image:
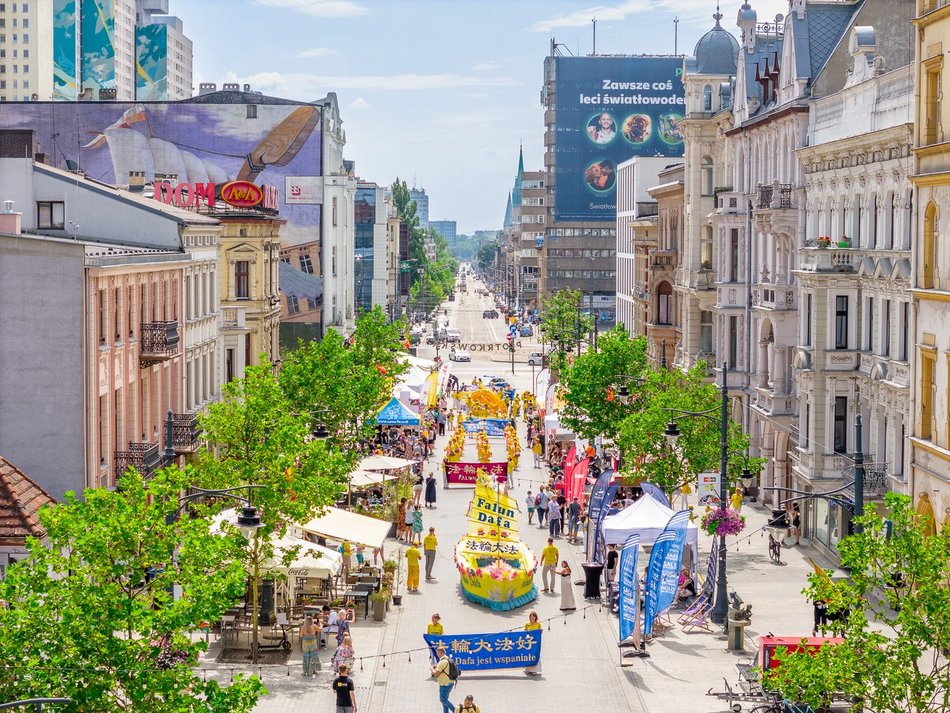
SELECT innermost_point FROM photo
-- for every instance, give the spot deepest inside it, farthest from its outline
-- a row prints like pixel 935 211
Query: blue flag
pixel 656 493
pixel 663 570
pixel 628 586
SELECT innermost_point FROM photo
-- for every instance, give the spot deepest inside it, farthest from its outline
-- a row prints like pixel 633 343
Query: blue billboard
pixel 607 110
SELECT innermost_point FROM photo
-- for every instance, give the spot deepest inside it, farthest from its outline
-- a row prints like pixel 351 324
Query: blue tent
pixel 396 413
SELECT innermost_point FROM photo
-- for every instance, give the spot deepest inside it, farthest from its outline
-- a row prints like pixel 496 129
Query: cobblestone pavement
pixel 580 658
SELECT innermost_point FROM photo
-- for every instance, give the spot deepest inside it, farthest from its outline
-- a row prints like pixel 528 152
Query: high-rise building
pixel 448 229
pixel 117 49
pixel 26 65
pixel 422 205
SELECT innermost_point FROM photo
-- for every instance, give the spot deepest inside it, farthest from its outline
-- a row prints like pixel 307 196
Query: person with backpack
pixel 446 673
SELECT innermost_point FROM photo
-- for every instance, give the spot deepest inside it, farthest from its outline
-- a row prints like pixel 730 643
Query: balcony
pixel 146 458
pixel 185 432
pixel 159 342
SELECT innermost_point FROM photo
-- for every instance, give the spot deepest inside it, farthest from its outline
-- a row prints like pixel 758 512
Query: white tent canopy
pixel 647 517
pixel 341 525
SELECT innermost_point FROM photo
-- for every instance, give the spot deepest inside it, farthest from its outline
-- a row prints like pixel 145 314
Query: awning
pixel 341 525
pixel 396 413
pixel 364 478
pixel 378 462
pixel 299 284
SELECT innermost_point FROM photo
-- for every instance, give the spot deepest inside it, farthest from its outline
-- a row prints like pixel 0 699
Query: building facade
pixel 930 432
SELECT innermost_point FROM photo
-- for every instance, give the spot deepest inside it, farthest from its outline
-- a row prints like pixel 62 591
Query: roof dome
pixel 716 51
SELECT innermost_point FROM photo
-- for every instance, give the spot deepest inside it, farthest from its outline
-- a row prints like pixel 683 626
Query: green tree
pixel 592 407
pixel 654 403
pixel 256 436
pixel 91 614
pixel 562 323
pixel 894 612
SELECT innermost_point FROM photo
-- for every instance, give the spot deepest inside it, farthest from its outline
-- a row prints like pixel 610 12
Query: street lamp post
pixel 721 607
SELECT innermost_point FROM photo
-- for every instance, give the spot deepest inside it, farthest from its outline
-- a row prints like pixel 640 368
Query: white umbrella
pixel 378 462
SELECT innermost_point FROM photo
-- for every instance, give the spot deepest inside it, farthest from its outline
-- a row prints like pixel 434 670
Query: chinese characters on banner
pixel 466 473
pixel 475 652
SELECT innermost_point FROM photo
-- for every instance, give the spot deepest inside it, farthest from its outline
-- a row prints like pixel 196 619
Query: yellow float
pixel 496 568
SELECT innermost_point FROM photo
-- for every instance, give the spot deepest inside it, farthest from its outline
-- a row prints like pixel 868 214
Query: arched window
pixel 707 176
pixel 929 268
pixel 664 303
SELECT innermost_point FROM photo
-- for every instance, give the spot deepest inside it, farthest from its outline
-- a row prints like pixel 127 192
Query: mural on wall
pixel 193 142
pixel 151 69
pixel 64 49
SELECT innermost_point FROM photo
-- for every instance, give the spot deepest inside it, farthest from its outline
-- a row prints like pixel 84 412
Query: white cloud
pixel 315 52
pixel 319 8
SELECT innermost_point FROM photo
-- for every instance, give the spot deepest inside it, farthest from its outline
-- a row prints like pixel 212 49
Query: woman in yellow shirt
pixel 412 575
pixel 435 628
pixel 533 625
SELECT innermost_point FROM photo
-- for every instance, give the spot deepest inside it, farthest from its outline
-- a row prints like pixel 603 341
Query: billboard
pixel 607 110
pixel 198 143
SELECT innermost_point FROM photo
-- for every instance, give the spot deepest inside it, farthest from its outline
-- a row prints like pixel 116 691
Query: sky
pixel 440 93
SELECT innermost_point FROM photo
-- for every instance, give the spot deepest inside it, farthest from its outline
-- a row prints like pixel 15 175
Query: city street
pixel 581 647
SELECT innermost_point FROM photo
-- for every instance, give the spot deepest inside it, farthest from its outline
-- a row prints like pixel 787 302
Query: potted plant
pixel 378 600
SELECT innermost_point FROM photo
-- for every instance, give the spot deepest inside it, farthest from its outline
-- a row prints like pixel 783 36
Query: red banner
pixel 466 473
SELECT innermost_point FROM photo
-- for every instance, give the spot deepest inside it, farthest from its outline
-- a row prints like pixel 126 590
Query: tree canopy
pixel 894 613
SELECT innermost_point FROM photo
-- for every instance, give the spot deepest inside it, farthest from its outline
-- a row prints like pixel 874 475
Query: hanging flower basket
pixel 723 522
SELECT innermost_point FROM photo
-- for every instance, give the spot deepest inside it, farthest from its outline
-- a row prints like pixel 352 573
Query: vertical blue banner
pixel 628 586
pixel 663 570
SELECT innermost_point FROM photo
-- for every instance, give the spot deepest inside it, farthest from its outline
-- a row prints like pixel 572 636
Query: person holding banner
pixel 533 625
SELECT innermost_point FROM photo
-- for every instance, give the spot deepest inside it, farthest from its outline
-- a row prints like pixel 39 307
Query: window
pixel 841 322
pixel 664 312
pixel 705 332
pixel 733 342
pixel 242 276
pixel 707 176
pixel 51 215
pixel 808 308
pixel 928 394
pixel 841 424
pixel 929 250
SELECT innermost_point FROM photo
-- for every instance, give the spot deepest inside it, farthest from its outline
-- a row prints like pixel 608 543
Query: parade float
pixel 496 568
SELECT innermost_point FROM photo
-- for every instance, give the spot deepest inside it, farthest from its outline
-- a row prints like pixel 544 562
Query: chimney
pixel 10 220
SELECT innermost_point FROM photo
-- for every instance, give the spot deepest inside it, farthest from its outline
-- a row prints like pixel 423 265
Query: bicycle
pixel 775 548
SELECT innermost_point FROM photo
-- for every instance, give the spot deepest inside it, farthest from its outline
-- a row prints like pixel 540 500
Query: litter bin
pixel 593 571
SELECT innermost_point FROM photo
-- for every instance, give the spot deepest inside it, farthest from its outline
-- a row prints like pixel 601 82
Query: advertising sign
pixel 607 110
pixel 475 652
pixel 707 488
pixel 467 473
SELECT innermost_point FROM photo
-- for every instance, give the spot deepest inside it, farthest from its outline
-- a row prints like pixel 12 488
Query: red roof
pixel 20 500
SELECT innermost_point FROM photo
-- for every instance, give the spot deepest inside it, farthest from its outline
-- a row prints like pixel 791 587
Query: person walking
pixel 573 519
pixel 310 646
pixel 430 491
pixel 345 691
pixel 468 706
pixel 541 504
pixel 412 571
pixel 567 589
pixel 533 625
pixel 554 518
pixel 549 557
pixel 440 672
pixel 428 547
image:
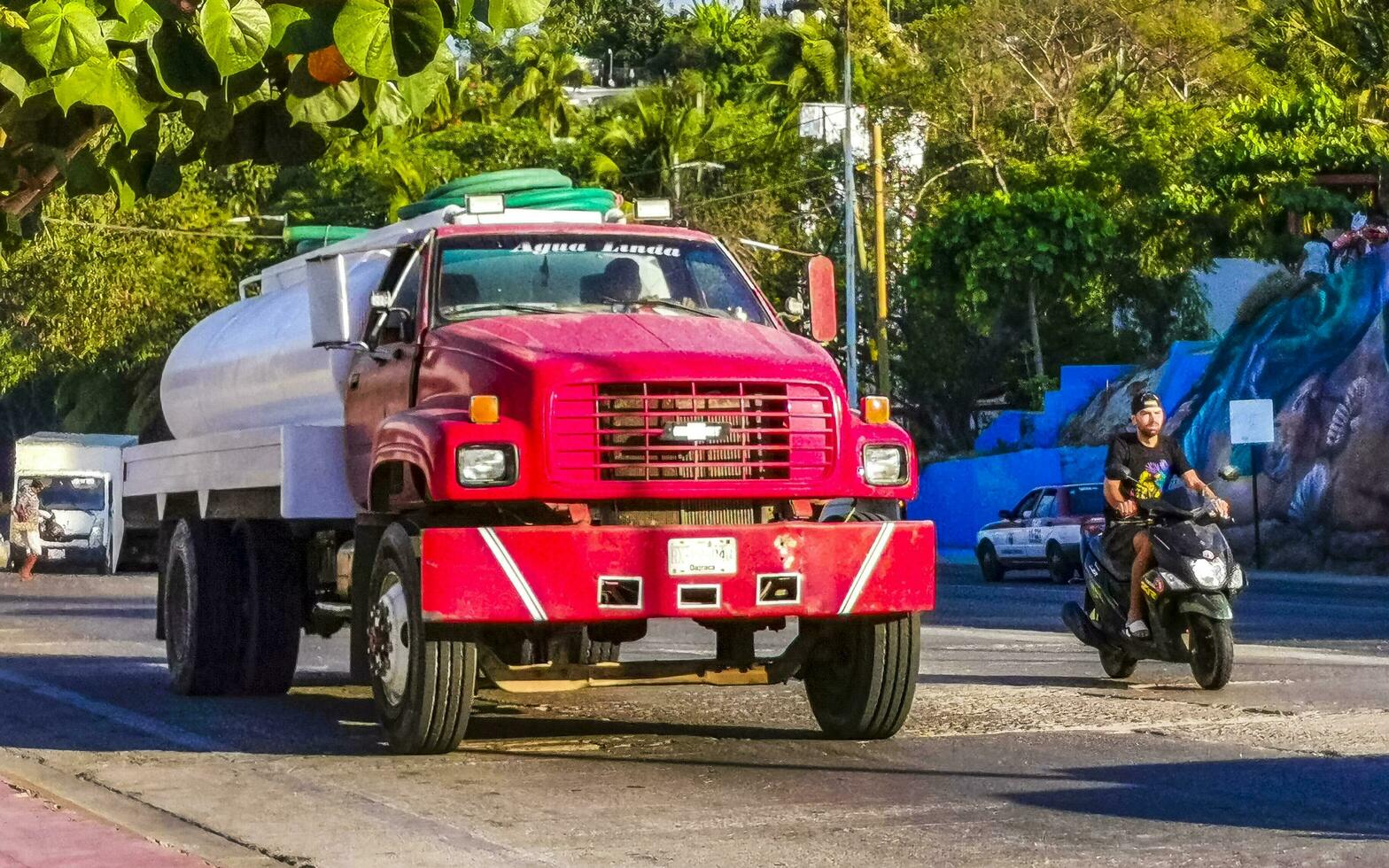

- - - -

Your answer must be an exact copy of the records above, with no pictures included.

ANSWER SPACE:
image:
SELECT innermost_point FROM photo
-- for every instance, give the spot deepest inside it, farthest from its outline
-- a row prints like pixel 935 211
Query: blue flag
pixel 656 493
pixel 663 570
pixel 628 586
SELECT innermost_point FROM photo
-- for every instance, give the spot deepest inside it, farthest from its outline
-- a row prints like pixel 633 343
Query: blue billboard
pixel 607 110
SELECT innermost_point FROM photo
-- for every instance, give the spot deepest inside it, farthest from its outline
-- a row prints like pixel 351 324
Query: blue tent
pixel 396 413
SELECT innermost_point FROM photo
-- for every instance, give the spot deepest inside it, farthest from its outline
-- a row prints like pixel 496 129
Query: cobblestone pavement
pixel 580 658
SELECT innermost_point FROM photo
-- for every instance, give the spot deepest inside it, farthest from its outline
-- a row prints like pixel 528 152
Query: high-rise building
pixel 448 229
pixel 117 49
pixel 26 65
pixel 422 205
SELECT innermost_point FROM photo
-- for every instance, give the spot deepest inside it, farthest from its outline
-- a row prints like pixel 307 196
Query: person with backpack
pixel 446 673
SELECT innermost_point FROM photo
-- for every instance, give the spot deepest inside it, farthest from its outline
-- a row prints like pixel 730 643
Query: balcony
pixel 146 458
pixel 185 432
pixel 159 342
SELECT innermost_point FROM photo
-- for every instance, give the spot deepest inside it, farthest from its outline
-- a row prints like pixel 758 512
Query: white tent canopy
pixel 647 517
pixel 341 525
SELECT innermost_point FROM photo
-- for every instance, give the spot deepest inside it, farthest from its outline
-- a row prints like pixel 145 314
Query: awning
pixel 341 525
pixel 396 413
pixel 364 478
pixel 378 462
pixel 299 284
SELECT innermost_point FROM photo
-- for every instance, give the spot deepest inside it, farthest from its outline
-- a row prints like pixel 0 699
Query: building facade
pixel 930 432
SELECT innermost_point FROM photo
-- for every instance, give the spot deepest inside it, farthest from its outline
-- a row prints like pixel 62 591
Query: roof dome
pixel 716 51
SELECT innermost_point FROM photo
-- for every instance, give the spot deepest inside it, farthest from its outline
-- a row prints like pixel 683 626
Query: green tree
pixel 592 407
pixel 654 403
pixel 256 436
pixel 91 614
pixel 562 323
pixel 894 612
SELECT innermost_point FROM photo
-- for every instance, give the spot deepest inside it, farthest from its outline
-- a row prints like pixel 610 12
Query: street lamp post
pixel 721 607
SELECT innermost_point FROM photo
-- for every instance, give the spot deepest inside it, farthest from its outline
-- a row prints like pixel 640 368
Query: white umbrella
pixel 378 462
SELECT innermost_point FROM photo
-- for every instance, give the spot deepest inside it, farthest from its outline
-- a row prints like pixel 434 670
Query: chinese characters on banner
pixel 466 473
pixel 475 652
SELECT innermost_point FROM photo
-- for every instance, give the spot deepest inside it, farthest from its outline
-- a row prints like pixel 196 619
Query: yellow float
pixel 496 568
SELECT innermost_point FROM photo
-- for every instance, give the spot deepest inside it, farthest from its outline
-- a row prints like pixel 868 214
Query: arched window
pixel 707 176
pixel 929 268
pixel 664 303
SELECT innermost_point FROM photo
-- for every instance, give the spot deepest inside it, farthest from its outline
-- a row prints like pixel 127 192
Query: mural on wall
pixel 193 142
pixel 151 69
pixel 64 49
SELECT innermost_point FROM photo
-- for every instance, give the spot deepest inside it, farthest from its outline
-- a row prints like pixel 84 412
Query: white cloud
pixel 315 52
pixel 319 8
SELECT innermost_point FROM photo
-- for every instance, give the spot deepest inside it, farthest from its outline
-- a row prints like pixel 212 49
Query: woman in yellow shirt
pixel 412 575
pixel 435 628
pixel 533 625
SELECT innermost_point FROM photo
-- for every instance, give the spot deepest inside it, farthest from its outline
-- a row prints like pixel 603 341
Query: billboard
pixel 607 110
pixel 198 143
SELECT innermost_point FROM photo
-- for every instance, give the spot deepest inside it, farthest from its outline
-- a row prints like pixel 116 691
Query: sky
pixel 440 93
SELECT innermost_point FROM photo
-- for every instance, give the spot deepest inside it, farthest from its outline
-- a row prints like pixel 15 175
Query: city street
pixel 581 647
SELECT innermost_point FROM photo
-- for every instance, give the spot deepest inside it, farthest from its outline
-- a row prints like pixel 787 302
Query: potted plant
pixel 378 600
SELECT innermost_point FROM photo
-- for every instance, give the spot deepest inside it, farthest from its outline
-- a row prints like pixel 783 36
Query: red banner
pixel 466 473
SELECT innermost_point FROM photo
-- for every instance, give the spot deepest inside it, farthest from its outline
-- a row prints like pixel 126 590
Query: tree canopy
pixel 894 613
SELECT innermost_point FROM photo
-- for every instance, give the spot deepest inside it, farthest from its outline
-- a row prints like pixel 874 475
Query: hanging flower basket
pixel 723 522
SELECT innermost_point FROM photo
-- for every instance, give the spot deepest inside it, farthest from its outline
-- a row prints like pixel 352 573
Query: vertical blue banner
pixel 628 586
pixel 663 570
SELECT innermost_point FROM photo
-- for every instance, give the spot deepest inside it, farthest from its outline
-- a row prints like pixel 572 636
Query: person holding banner
pixel 533 625
SELECT innermost_point FROM photo
-- for every instance, give the spot deepest inside it, farthest from its outline
-- a row prints like pixel 39 307
Query: window
pixel 841 322
pixel 664 312
pixel 705 332
pixel 733 342
pixel 242 276
pixel 707 176
pixel 51 215
pixel 808 308
pixel 928 394
pixel 841 424
pixel 929 250
SELECT innermost_point FROM photo
-- for every instance, give the spot deepest inside it, farthest from its outline
-- a row prints like pixel 608 543
Query: parade float
pixel 496 568
SELECT innermost_point FROM photo
-- for every instance, give the spot deepest inside it, farthest from its outline
-- a row prints like pixel 544 562
Query: chimney
pixel 10 220
SELECT innermost_point FROM photo
-- for every instance, give the spot deepest inside it, farthest from its outline
-- a row prints like pixel 423 265
Query: bicycle
pixel 775 548
SELECT innermost_point FROM photo
-- for every instance, give the spot deepest inside it, farthest from its outline
-- a row prints like pixel 540 500
Query: litter bin
pixel 593 571
SELECT innermost_point FROM photo
-- for every instance, give the spot deepest inside it, farthest from its outline
-- a row prints like pixel 601 82
Query: advertising sign
pixel 607 110
pixel 475 652
pixel 707 488
pixel 467 473
SELECT innermost_point FROM photo
-- for every instance, give the spot deepest inside it, farthest from its outline
-- a row prints like pixel 12 488
Query: red roof
pixel 20 500
SELECT innermost_point FROM photo
-- for every instance, give the spot deepest inside it, farthest from its outline
-- a row prints like pixel 791 587
Query: person walking
pixel 573 519
pixel 310 646
pixel 430 491
pixel 345 691
pixel 468 706
pixel 541 504
pixel 412 571
pixel 567 589
pixel 533 625
pixel 554 518
pixel 549 557
pixel 440 672
pixel 428 547
image:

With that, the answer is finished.